» The task
Repeat the following entries word for word.

* START Exercise data *

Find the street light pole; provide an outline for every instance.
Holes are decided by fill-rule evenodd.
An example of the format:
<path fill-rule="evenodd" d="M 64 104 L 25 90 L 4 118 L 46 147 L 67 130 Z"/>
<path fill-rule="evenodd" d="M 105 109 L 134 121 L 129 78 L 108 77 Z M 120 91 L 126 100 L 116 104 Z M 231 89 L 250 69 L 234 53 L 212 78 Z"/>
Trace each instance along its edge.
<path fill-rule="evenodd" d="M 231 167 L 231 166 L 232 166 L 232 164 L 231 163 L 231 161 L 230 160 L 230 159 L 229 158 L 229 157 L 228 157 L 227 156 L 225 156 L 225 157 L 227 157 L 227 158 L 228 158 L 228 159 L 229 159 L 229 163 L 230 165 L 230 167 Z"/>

* END Exercise data *

» Finished task
Find the street light pole; provide an outline for every instance.
Holes are decided by fill-rule evenodd.
An example of the format:
<path fill-rule="evenodd" d="M 64 104 L 25 90 L 4 118 L 46 147 L 67 130 Z"/>
<path fill-rule="evenodd" d="M 105 109 L 134 121 L 129 78 L 108 77 Z M 120 91 L 126 100 L 116 104 Z M 231 89 L 250 69 L 234 53 L 212 78 Z"/>
Trace each instance along its edge.
<path fill-rule="evenodd" d="M 231 167 L 231 166 L 232 166 L 232 164 L 231 163 L 231 161 L 230 160 L 230 159 L 229 158 L 229 157 L 228 157 L 227 156 L 225 156 L 225 157 L 227 157 L 227 158 L 228 158 L 228 159 L 229 159 L 229 163 L 230 165 L 230 167 Z"/>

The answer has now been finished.